One of his demands, for “increasing educational requirements for all city police officers,” deliberately conceals the character of the capitalist state as a body of armed men charged with defending the wealth and power of the ruling minority against the exploited majority, and encourages illusions in reforming one of the most notoriously brutal police departments in the country.
Finally, for all his talk about representing the interests of immigrants, nowhere on his election site does Mújica dare to mention who has been responsible for the record number of deportations over the last six and a half years: namely, the Obama administration.
Summing up his campaign, Mújica told the Socialist Worker, “If someone wants to use this campaign for their own ends, and their goal is to move the Democratic Party to the left, then that’s fine. If they turn this to their advantage, it will be to ours as well. It’s a fact that the right wing—even the far right—dominates official politics in this country. So anything we can do to move the political debate to the left will be a great advance.”

^^^^^^^^^^^^^^^^

## Exercise set
1) Please say whether each statement agrees with the passage on Mújica's campaign, answering yes or no and quoting the words that decide it: (a) Mújica's election site names the Obama administration as responsible for the record number of deportations. (b) Mújica spoke to the Socialist Worker about his campaign. (c) One of Mújica's demands concerns educational requirements for city police officers.
2) Resume the passage on Mújica's campaign, starting right after its final sentence.
The material that comes after this passage is unrelated to it.

^^^^^^^^^^^^^^^^

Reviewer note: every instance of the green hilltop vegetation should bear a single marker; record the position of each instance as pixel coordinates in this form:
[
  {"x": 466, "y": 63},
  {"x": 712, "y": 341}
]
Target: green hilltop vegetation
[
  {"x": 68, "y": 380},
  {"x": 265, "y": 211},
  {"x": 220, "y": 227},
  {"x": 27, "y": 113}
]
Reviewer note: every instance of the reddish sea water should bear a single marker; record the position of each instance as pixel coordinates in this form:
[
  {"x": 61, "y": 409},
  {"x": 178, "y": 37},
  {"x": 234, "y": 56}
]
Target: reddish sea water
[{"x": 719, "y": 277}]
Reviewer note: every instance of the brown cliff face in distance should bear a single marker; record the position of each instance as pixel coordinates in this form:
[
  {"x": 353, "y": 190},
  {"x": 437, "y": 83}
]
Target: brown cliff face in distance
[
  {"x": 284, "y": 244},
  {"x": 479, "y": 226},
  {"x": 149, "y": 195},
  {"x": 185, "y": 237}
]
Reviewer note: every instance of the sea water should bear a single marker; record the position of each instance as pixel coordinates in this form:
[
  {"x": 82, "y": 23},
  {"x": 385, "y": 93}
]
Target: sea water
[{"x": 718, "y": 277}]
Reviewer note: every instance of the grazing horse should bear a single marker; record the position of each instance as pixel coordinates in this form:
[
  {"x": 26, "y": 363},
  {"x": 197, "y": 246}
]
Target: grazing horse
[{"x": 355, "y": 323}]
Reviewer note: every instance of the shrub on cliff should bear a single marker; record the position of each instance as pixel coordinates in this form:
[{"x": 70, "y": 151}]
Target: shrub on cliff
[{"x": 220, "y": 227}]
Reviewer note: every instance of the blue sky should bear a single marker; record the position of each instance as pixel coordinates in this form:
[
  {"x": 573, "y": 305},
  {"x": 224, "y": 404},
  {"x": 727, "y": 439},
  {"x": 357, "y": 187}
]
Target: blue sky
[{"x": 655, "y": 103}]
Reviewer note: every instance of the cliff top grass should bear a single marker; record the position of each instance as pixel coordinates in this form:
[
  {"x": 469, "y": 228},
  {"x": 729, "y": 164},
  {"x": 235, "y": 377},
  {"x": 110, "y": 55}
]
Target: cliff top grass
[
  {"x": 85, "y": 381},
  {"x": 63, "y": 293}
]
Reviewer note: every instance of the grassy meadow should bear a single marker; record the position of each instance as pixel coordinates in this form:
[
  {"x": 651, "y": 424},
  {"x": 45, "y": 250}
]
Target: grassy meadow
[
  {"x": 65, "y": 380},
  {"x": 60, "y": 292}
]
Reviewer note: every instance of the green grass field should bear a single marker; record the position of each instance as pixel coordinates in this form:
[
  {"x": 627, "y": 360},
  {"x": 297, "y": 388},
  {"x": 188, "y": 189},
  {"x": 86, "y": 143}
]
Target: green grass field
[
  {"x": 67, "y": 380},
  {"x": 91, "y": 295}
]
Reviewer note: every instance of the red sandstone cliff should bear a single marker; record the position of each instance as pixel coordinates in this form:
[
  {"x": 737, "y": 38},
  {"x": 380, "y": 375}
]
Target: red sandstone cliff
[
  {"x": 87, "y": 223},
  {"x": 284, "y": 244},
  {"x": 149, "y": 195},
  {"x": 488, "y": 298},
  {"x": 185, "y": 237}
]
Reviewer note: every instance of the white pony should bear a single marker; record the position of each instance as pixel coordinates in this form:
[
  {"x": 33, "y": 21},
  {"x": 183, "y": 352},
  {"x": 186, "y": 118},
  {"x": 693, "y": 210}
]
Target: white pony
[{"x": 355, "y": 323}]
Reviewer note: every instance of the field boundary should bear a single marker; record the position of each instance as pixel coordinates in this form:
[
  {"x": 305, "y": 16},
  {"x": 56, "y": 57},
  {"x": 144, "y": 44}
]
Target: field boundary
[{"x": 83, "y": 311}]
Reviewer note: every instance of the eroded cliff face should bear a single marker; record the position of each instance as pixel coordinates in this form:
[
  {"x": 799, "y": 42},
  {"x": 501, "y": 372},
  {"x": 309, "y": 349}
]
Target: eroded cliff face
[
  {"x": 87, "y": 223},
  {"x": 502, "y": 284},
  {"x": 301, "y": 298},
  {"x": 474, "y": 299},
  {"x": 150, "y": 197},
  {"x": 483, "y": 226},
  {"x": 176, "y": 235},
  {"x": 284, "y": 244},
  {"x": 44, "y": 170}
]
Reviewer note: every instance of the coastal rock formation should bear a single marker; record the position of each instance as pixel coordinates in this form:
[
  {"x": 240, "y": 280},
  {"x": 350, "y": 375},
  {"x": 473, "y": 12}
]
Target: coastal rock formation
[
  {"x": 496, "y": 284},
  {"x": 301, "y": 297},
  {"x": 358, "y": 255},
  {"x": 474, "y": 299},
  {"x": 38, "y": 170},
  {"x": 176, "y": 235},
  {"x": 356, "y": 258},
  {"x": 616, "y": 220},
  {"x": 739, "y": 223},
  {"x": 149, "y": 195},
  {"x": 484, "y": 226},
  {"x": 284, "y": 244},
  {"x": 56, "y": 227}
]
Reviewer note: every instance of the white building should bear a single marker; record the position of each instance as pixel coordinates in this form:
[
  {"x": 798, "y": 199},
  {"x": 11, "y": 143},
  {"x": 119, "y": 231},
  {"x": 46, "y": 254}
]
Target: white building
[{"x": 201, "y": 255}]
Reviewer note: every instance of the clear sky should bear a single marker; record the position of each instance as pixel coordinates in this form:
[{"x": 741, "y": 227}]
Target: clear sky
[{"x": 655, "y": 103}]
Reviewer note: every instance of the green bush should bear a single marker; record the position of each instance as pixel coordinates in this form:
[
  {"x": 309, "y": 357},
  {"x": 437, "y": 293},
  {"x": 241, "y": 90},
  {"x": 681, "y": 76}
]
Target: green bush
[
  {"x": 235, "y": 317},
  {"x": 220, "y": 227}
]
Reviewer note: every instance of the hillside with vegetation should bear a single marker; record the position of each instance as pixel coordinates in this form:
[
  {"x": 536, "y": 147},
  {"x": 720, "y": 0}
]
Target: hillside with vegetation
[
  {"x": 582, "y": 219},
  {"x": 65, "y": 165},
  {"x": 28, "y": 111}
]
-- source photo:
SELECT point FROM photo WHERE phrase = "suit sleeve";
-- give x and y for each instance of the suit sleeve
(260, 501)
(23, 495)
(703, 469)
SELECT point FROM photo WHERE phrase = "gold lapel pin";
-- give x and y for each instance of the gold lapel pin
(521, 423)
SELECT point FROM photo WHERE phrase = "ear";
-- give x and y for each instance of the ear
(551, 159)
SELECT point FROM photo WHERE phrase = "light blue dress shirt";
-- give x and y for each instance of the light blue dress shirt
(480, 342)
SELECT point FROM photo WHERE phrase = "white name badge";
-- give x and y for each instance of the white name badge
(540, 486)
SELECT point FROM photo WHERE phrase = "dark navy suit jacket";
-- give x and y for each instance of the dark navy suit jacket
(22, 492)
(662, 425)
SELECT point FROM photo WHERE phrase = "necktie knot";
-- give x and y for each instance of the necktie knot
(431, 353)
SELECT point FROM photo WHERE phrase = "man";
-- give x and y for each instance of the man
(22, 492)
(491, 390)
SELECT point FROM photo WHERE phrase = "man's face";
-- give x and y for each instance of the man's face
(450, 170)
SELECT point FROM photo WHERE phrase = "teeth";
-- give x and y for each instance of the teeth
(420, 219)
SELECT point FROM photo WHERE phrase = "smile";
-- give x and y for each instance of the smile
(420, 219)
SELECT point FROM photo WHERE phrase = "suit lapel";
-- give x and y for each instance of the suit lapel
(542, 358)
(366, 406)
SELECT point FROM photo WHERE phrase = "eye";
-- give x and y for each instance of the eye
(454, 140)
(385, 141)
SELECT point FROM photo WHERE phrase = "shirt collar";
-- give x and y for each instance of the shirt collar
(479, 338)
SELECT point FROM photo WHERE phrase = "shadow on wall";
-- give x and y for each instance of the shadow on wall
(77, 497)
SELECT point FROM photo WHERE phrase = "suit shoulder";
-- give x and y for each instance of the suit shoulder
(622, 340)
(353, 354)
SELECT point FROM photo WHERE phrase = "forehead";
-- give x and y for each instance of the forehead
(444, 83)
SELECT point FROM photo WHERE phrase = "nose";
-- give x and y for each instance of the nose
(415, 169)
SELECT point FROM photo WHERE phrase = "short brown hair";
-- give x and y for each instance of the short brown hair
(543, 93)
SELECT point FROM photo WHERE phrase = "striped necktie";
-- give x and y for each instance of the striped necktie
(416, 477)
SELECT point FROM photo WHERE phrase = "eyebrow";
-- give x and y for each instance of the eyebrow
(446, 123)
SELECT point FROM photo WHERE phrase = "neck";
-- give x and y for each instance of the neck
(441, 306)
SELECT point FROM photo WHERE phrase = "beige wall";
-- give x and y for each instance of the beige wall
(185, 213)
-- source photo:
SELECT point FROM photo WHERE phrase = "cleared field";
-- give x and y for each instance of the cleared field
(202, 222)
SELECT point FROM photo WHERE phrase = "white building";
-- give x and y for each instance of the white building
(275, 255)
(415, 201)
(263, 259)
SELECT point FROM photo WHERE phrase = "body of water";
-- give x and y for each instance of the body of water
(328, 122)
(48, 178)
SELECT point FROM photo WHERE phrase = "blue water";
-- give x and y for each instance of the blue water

^^^^^^^^^^^^^^^^

## List of answers
1)
(a) No: "nowhere on his election site does Mújica dare to mention who has been responsible for the record number of deportations over the last six and a half years"
(b) Yes: "Summing up his campaign, Mújica told the Socialist Worker"
(c) Yes: "for “increasing educational requirements for all city police officers,”"

2)
Long bitter experience has shown that the Democratic Party, a capitalist party of imperialist war, mass domestic spying and savage attacks on the working class, cannot be persuaded to change its stripes. The Democrats long ago abandoned the program of liberal social reforms—however limited and inadequate—with which they were once identified. Like the Republicans, they have for the last four decades steadily sought to impose the crisis of American capitalism on the backs of the working class in the US while unleashing militarism around the world.
The promotion of illusions in the Democratic Party, however, is not the result of political naïveté when it comes to the ISO, Socialist Alternative, Mújica & Co. The move to the right by the Democratic Party has coincided with the integration of an entire layer of former middle class radicals into the political establishment. In the US and around the world the anti-war protesters of yesteryear are now the proponents of “human rights” imperialism whose more privileged lifestyles depend on a rising stock market and savage attacks on the social rights of the working class.
The discrediting of Obama and the Democratic Party, particularly in the eyes of young people and workers hit hardest by the economic crisis and the administration’s austerity measures, has produced a shift to the left in the population and a growing receptivity for socialist and revolutionary politics.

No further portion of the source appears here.